** Record excerpts **
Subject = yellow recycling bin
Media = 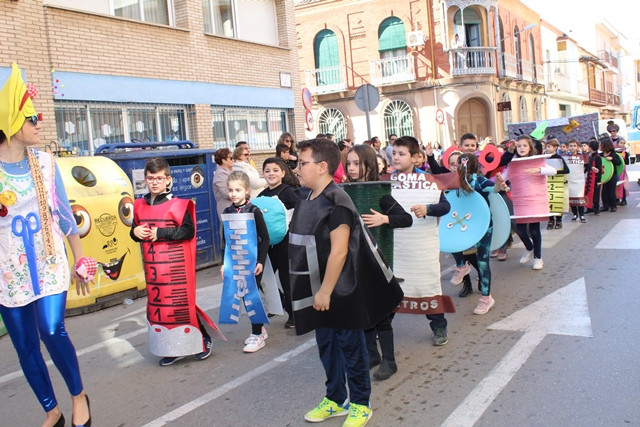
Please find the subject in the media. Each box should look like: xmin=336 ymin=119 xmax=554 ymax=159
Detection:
xmin=56 ymin=156 xmax=146 ymax=314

** Problem details **
Since the pictures are not wanted, give the material again exactly without them.

** Result for this task **
Subject = yellow recycling bin
Media = 
Please find the subject in the media. Each box should look like: xmin=336 ymin=119 xmax=554 ymax=159
Detection:
xmin=56 ymin=156 xmax=146 ymax=314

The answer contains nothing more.